EXCERPTED TEXT =>
= Beginning of Section =

Literature DB >> 28540008

Predictors of Successful Laser Capsulotomy for Significant Posterior Capsule Opacification after Phacoemulsification.

Brijesh Takkar1, Parijat Chandra1, Shreyas Temkar1, Ashutosh Kumar Singh1, Indrish Bhatia1.   

Abstract

PURPOSE: This study aimed to determine the reasons behind the failure of laser capsulotomy (LC) performed for significant posterior capsular opacification (PCO).
METHODS: Eighty-eight eyes of 88 patients referred for LC at a tertiary care center were retrospectively analyzed. The data recorded included the cause of cataract, visual acuity, duration of PCO, location of PCO, intraocular lens (IOL) position, IOL type, and lens capsule status. These data were later analyzed for determining the requirement of high pulse energy during LC and the success rate of primary LC.
RESULTS: The mean age of the participants was 55.77 ± 18.60 years with 58 (65.9%) male patients. The mean duration between cataract and LC surgeries was 45.58 ± 37.33 months. Senile (n=58), uveitic (n=12), post-pars plana vitrectomy (PPV) (n=12), and traumatic (n=6) cataracts were the common causes. Late-presenting PCO, trauma, uveitis, sulcus placement of IOLs, irregular capsulorhexis shape, and polymethyl methacrylate (PMMA) IOLs were significantly associated with unsuccessful LC and/or higher pulse energy settings during LC.
CONCLUSION: Significant PCO is often associated with cataract caused by uveitis or trauma, and after PPV. PCO associated with trauma, sulcus placement of IOLs, and PMMA IOLs may need multiple LCs.

Entities:  

Keywords:  Cataract Surgery; Complications; Laser Capsulotomy; Visual Axis Opacification

Year:  2017        PMID: 28540008      PMCID: PMC5423370          DOI: 10.4103/jovr.jovr_244_15

Source DB:  PubMed          Journal:  J Ophthalmic Vis Res        ISSN: 2008-322X


INTRODUCTION

Posterior capsular opacification (PCO) is a common cause of visual loss after successful implantation of an intraocular lens (IOL) in the posterior chamber.[1] Focus has shifted from surgical techniques[2] and the search for better IOLs[3] continues even as newer designs surface to counter this problem.[4] With such advances, the rate of PCO should have decreased, but it still remains the commonest long-term complication after cataract surgery.[5] Laser capsulotomy (LC) is the preferred and effective treatment for PCO.[6] The purpose of this study was to determine the attributes of the surgical technique and the causes of cataract that affect the outcomes of LC for PCO.

= End of Section =

Referring expression pointing entries =>

= Beginning of Section =

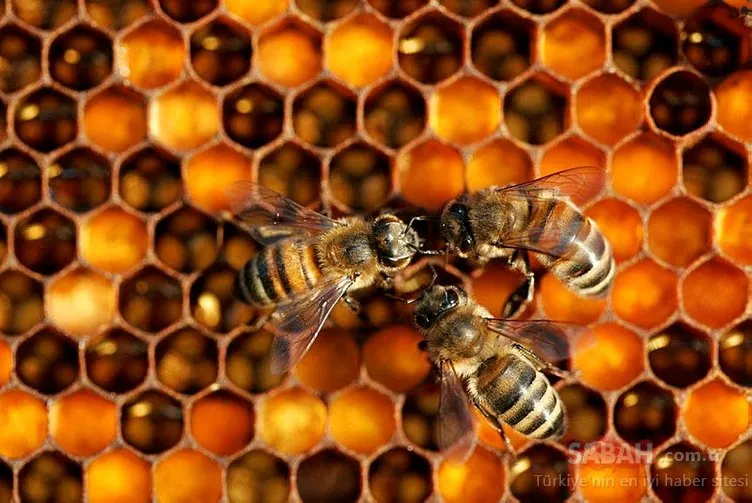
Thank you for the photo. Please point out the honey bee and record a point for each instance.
(540, 216)
(498, 361)
(310, 262)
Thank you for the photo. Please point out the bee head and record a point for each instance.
(395, 243)
(455, 228)
(435, 303)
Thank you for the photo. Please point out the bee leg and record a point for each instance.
(497, 426)
(541, 365)
(523, 295)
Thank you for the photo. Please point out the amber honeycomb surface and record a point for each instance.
(127, 370)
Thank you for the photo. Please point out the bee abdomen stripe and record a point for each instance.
(514, 378)
(527, 402)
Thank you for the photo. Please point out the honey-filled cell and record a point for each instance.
(501, 46)
(21, 302)
(324, 115)
(535, 111)
(679, 355)
(46, 119)
(114, 240)
(149, 180)
(80, 179)
(187, 475)
(645, 294)
(184, 117)
(574, 44)
(394, 114)
(290, 54)
(645, 44)
(644, 169)
(248, 363)
(256, 13)
(80, 58)
(186, 361)
(116, 15)
(83, 423)
(400, 475)
(51, 476)
(45, 242)
(430, 48)
(258, 476)
(360, 177)
(361, 419)
(679, 231)
(735, 354)
(221, 51)
(562, 304)
(716, 414)
(213, 304)
(119, 476)
(253, 115)
(714, 39)
(715, 293)
(680, 103)
(20, 181)
(332, 362)
(392, 358)
(621, 224)
(329, 475)
(587, 415)
(209, 174)
(116, 361)
(608, 357)
(431, 174)
(23, 423)
(292, 171)
(469, 481)
(734, 110)
(21, 54)
(187, 12)
(152, 55)
(611, 471)
(47, 361)
(645, 415)
(359, 51)
(115, 135)
(151, 300)
(499, 163)
(292, 421)
(540, 473)
(608, 108)
(152, 422)
(715, 169)
(186, 240)
(465, 111)
(222, 422)
(680, 462)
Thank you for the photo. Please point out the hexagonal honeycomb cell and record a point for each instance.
(130, 373)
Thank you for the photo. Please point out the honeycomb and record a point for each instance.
(128, 372)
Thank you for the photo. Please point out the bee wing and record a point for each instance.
(456, 422)
(554, 233)
(298, 322)
(578, 184)
(272, 216)
(551, 341)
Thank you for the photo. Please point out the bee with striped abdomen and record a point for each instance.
(540, 216)
(499, 362)
(310, 262)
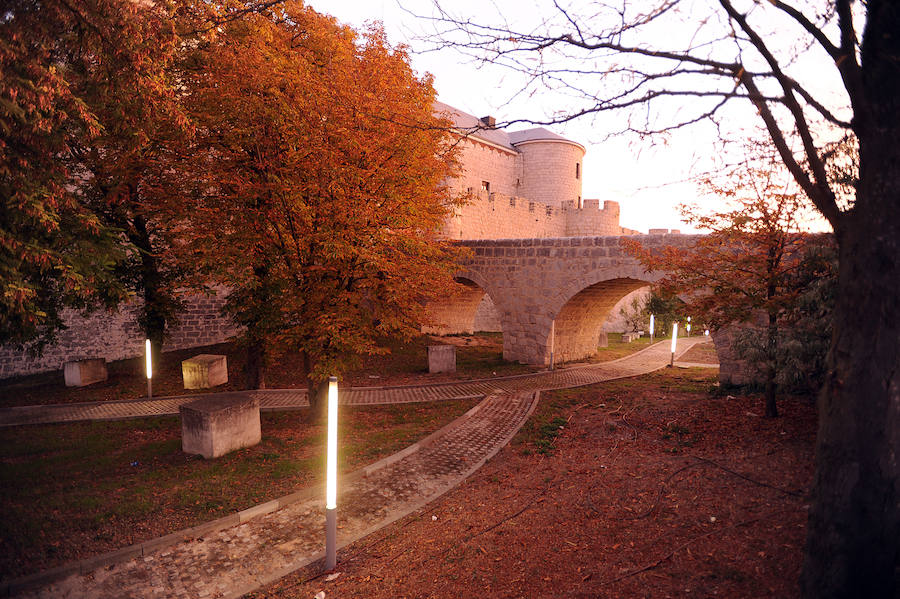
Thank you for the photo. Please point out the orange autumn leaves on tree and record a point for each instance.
(319, 185)
(747, 269)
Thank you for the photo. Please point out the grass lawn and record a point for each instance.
(68, 491)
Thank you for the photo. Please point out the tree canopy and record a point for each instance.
(319, 196)
(812, 75)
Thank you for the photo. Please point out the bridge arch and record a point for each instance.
(554, 294)
(456, 313)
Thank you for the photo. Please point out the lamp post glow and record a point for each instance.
(331, 479)
(674, 342)
(149, 361)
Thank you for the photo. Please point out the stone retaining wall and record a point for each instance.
(116, 336)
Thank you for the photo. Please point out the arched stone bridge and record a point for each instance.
(552, 295)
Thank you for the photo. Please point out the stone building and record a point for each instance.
(522, 184)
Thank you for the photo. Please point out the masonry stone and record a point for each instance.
(79, 373)
(204, 371)
(214, 426)
(441, 358)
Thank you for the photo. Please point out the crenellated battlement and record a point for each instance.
(501, 216)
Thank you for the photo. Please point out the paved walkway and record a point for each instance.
(235, 555)
(641, 362)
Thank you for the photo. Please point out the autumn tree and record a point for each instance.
(810, 73)
(747, 266)
(91, 114)
(320, 194)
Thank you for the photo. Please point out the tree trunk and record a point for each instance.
(853, 535)
(771, 366)
(317, 392)
(153, 316)
(255, 368)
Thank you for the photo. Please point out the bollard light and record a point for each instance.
(149, 361)
(331, 479)
(674, 342)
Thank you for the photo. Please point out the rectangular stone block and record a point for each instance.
(204, 371)
(214, 426)
(441, 358)
(84, 372)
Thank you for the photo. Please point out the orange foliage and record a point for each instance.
(318, 180)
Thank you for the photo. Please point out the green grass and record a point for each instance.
(70, 488)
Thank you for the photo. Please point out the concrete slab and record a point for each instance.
(204, 371)
(79, 373)
(214, 426)
(441, 358)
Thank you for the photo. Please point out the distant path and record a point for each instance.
(232, 556)
(641, 362)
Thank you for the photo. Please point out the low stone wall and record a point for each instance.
(116, 336)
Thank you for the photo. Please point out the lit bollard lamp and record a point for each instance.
(331, 479)
(674, 343)
(149, 362)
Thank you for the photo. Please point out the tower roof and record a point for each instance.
(479, 128)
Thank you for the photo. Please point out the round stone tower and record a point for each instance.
(551, 167)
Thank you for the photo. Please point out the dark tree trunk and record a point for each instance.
(153, 316)
(771, 366)
(317, 392)
(255, 368)
(853, 536)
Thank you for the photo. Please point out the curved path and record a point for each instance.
(641, 362)
(235, 555)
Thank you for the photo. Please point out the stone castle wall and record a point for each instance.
(482, 162)
(116, 336)
(551, 172)
(500, 216)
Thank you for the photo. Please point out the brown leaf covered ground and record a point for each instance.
(651, 488)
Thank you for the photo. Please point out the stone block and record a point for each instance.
(441, 358)
(214, 426)
(204, 371)
(84, 372)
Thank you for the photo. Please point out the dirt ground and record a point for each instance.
(649, 487)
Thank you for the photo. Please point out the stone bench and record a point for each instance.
(79, 373)
(204, 371)
(441, 358)
(214, 426)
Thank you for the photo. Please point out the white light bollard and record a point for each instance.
(674, 342)
(149, 363)
(331, 479)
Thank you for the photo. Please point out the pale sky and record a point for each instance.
(648, 179)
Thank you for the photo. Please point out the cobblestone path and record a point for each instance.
(237, 554)
(641, 362)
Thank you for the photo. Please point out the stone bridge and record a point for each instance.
(552, 295)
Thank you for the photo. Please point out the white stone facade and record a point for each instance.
(522, 184)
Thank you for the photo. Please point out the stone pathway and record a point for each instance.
(235, 555)
(641, 362)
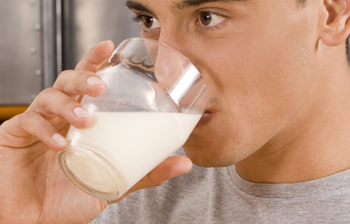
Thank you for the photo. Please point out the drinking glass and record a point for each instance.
(153, 101)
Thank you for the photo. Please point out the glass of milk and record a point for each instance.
(153, 101)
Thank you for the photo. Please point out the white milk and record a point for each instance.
(133, 142)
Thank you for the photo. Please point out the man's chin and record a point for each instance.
(202, 158)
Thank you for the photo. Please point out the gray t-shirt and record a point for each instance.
(219, 195)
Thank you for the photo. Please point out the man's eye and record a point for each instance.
(149, 22)
(210, 19)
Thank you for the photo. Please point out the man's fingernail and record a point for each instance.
(59, 139)
(94, 81)
(80, 112)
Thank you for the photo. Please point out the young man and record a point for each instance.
(279, 120)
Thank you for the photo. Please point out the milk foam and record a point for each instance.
(133, 142)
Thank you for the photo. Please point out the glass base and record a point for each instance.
(90, 172)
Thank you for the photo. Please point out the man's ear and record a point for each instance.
(335, 22)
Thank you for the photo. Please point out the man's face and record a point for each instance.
(256, 57)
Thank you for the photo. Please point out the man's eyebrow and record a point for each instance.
(137, 6)
(190, 3)
(179, 5)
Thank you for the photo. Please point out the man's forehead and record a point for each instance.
(177, 4)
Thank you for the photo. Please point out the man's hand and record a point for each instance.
(33, 188)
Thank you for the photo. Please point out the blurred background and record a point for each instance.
(40, 38)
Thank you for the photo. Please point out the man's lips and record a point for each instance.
(206, 117)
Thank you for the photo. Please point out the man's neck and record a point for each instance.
(317, 141)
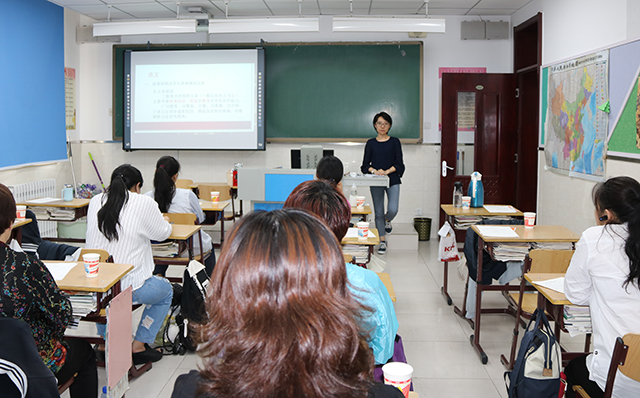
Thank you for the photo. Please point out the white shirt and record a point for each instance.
(596, 278)
(140, 223)
(185, 201)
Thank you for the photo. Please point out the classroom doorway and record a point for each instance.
(479, 134)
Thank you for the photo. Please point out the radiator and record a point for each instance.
(34, 190)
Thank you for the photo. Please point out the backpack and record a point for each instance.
(536, 372)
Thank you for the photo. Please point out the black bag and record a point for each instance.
(536, 372)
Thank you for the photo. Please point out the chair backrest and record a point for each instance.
(631, 367)
(205, 191)
(184, 184)
(104, 255)
(181, 218)
(550, 261)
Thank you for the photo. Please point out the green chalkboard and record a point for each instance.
(320, 92)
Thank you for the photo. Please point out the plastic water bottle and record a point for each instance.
(353, 200)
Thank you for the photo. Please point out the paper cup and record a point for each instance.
(529, 219)
(91, 261)
(466, 202)
(398, 374)
(363, 229)
(21, 212)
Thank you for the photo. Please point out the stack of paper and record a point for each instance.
(82, 304)
(510, 251)
(577, 320)
(464, 222)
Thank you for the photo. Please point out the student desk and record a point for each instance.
(539, 233)
(363, 213)
(553, 303)
(16, 229)
(370, 242)
(453, 212)
(216, 210)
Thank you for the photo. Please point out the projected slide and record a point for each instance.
(194, 99)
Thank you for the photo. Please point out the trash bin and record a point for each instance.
(423, 227)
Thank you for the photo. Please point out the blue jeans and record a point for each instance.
(156, 293)
(393, 196)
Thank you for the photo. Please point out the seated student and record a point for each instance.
(322, 199)
(282, 321)
(605, 275)
(123, 223)
(29, 293)
(330, 168)
(177, 200)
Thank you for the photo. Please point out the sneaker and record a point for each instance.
(382, 249)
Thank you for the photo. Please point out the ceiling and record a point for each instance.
(164, 9)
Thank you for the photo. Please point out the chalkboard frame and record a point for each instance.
(416, 51)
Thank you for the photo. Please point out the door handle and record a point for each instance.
(445, 167)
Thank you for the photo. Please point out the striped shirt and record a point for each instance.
(140, 223)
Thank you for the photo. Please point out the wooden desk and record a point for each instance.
(553, 303)
(363, 213)
(539, 233)
(453, 212)
(215, 210)
(370, 242)
(16, 229)
(386, 280)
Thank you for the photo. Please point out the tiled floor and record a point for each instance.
(436, 340)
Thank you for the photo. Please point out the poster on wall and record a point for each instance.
(576, 115)
(70, 97)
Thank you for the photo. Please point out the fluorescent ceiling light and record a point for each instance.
(355, 24)
(152, 27)
(260, 25)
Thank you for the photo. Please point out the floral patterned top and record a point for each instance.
(29, 293)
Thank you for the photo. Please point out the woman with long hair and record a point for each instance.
(383, 157)
(605, 275)
(123, 222)
(177, 200)
(282, 320)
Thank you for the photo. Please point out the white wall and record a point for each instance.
(570, 28)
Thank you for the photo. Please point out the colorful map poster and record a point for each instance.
(575, 126)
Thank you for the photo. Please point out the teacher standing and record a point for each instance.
(383, 156)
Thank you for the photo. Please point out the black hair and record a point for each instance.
(165, 187)
(383, 115)
(330, 168)
(123, 178)
(621, 196)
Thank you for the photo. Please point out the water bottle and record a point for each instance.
(457, 194)
(353, 197)
(476, 190)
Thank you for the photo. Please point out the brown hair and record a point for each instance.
(7, 208)
(321, 198)
(282, 321)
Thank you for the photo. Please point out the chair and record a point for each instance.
(184, 184)
(537, 261)
(626, 358)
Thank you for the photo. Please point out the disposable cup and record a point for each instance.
(91, 261)
(398, 374)
(529, 219)
(21, 212)
(363, 229)
(466, 202)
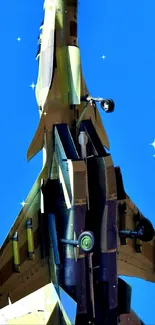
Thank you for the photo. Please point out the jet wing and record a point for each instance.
(135, 257)
(23, 266)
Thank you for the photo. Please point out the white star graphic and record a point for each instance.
(153, 144)
(23, 203)
(32, 85)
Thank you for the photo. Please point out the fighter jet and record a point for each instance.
(78, 230)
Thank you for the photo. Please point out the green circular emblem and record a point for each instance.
(86, 242)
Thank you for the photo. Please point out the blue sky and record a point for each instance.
(123, 31)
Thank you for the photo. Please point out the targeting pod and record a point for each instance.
(85, 241)
(16, 252)
(107, 105)
(30, 239)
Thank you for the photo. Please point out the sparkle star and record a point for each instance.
(23, 203)
(32, 85)
(153, 144)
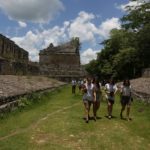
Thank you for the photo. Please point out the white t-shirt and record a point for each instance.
(89, 91)
(110, 87)
(126, 90)
(73, 82)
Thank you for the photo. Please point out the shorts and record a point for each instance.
(125, 100)
(111, 101)
(86, 97)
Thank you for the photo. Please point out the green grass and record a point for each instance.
(55, 123)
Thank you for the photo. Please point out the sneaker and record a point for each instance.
(109, 117)
(94, 118)
(87, 121)
(121, 116)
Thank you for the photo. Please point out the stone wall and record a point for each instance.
(146, 73)
(10, 51)
(62, 62)
(14, 60)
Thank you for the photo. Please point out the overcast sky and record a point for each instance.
(34, 24)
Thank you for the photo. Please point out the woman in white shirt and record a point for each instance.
(110, 89)
(87, 90)
(125, 98)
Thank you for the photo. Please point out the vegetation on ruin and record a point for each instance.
(55, 121)
(127, 51)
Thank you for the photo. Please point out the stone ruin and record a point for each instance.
(62, 62)
(14, 60)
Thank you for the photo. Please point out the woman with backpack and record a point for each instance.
(110, 89)
(126, 98)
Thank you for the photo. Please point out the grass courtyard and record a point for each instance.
(56, 123)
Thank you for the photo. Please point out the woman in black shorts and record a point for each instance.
(125, 98)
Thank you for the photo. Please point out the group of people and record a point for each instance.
(92, 95)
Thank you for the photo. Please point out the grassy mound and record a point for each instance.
(56, 123)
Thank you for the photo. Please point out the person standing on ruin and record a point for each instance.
(126, 98)
(110, 90)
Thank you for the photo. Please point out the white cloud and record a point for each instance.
(82, 27)
(133, 4)
(37, 11)
(88, 55)
(33, 42)
(107, 26)
(22, 24)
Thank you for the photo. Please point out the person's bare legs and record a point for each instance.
(86, 105)
(128, 112)
(122, 110)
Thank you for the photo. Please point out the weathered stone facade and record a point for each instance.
(15, 60)
(62, 62)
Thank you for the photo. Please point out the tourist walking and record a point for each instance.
(97, 96)
(110, 90)
(87, 89)
(73, 86)
(125, 98)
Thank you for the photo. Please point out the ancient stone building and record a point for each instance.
(63, 61)
(14, 60)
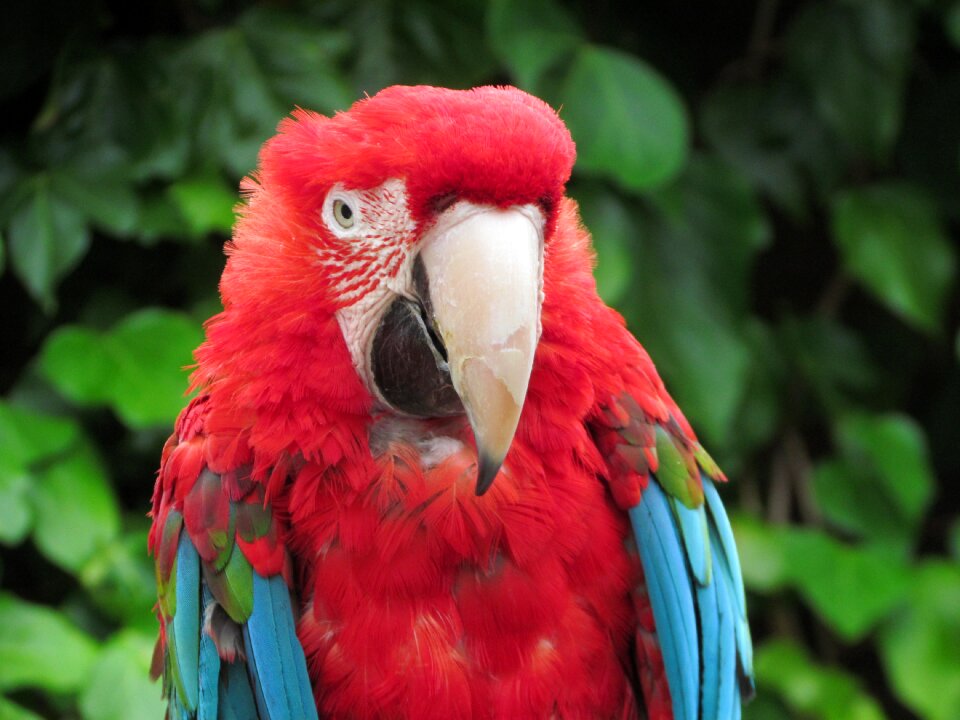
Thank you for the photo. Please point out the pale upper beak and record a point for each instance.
(484, 267)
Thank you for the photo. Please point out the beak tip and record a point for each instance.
(487, 470)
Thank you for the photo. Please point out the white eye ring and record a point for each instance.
(343, 213)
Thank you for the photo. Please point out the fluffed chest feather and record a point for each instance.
(424, 600)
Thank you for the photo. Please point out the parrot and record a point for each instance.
(426, 472)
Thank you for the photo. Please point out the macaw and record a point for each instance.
(428, 473)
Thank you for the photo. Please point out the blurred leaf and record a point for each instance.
(697, 253)
(627, 120)
(530, 36)
(853, 57)
(111, 204)
(919, 645)
(27, 437)
(120, 687)
(893, 242)
(29, 442)
(48, 236)
(11, 711)
(613, 231)
(830, 359)
(952, 23)
(299, 57)
(120, 579)
(206, 203)
(39, 648)
(16, 514)
(136, 367)
(954, 540)
(724, 224)
(811, 689)
(771, 136)
(76, 510)
(881, 486)
(759, 416)
(850, 587)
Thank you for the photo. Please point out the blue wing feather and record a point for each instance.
(235, 696)
(671, 598)
(209, 671)
(272, 684)
(274, 654)
(185, 640)
(729, 562)
(696, 594)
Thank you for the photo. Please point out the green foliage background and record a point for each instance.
(774, 190)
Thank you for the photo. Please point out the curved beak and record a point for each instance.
(483, 272)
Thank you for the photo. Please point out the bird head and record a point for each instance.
(419, 221)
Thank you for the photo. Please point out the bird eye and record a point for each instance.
(343, 214)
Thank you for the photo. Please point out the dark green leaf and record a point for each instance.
(919, 645)
(530, 36)
(112, 204)
(206, 203)
(120, 687)
(74, 361)
(853, 58)
(813, 690)
(11, 711)
(28, 437)
(892, 241)
(614, 231)
(882, 483)
(627, 120)
(952, 23)
(850, 587)
(39, 648)
(48, 237)
(76, 510)
(120, 580)
(137, 367)
(713, 205)
(16, 514)
(299, 58)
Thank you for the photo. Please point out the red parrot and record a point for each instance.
(428, 473)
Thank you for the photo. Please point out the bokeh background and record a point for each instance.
(774, 190)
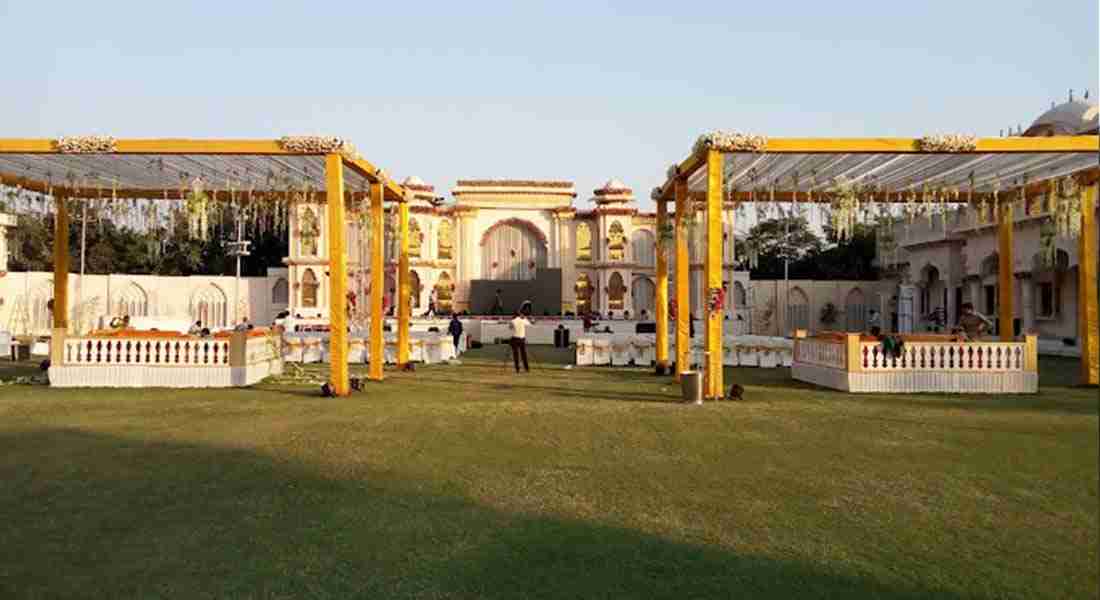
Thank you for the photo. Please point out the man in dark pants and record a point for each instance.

= End of Section =

ACTIVITY LIST =>
(1) Reproduce the passage of the laser capsulotomy study, starting with "Literature DB >>" and going on through "capsular opacification (PCO).".
(2) Answer these questions from the laser capsulotomy study:
(a) How many eyes were retrospectively analyzed?
(b) What was the mean duration between cataract and laser capsulotomy surgeries?
(c) In which journal was the study published?

SOLUTIONS TO THE EXERCISE =>
(1)
Literature DB >> 28540008

Predictors of Successful Laser Capsulotomy for Significant Posterior Capsule Opacification after Phacoemulsification.

Brijesh Takkar1, Parijat Chandra1, Shreyas Temkar1, Ashutosh Kumar Singh1, Indrish Bhatia1.   

Abstract

PURPOSE: This study aimed to determine the reasons behind the failure of laser capsulotomy (LC) performed for significant posterior capsular opacification (PCO).

(2)
(a) Eighty-eight eyes of 88 patients.
(b) 45.58 ± 37.33 months.
(c) J Ophthalmic Vis Res.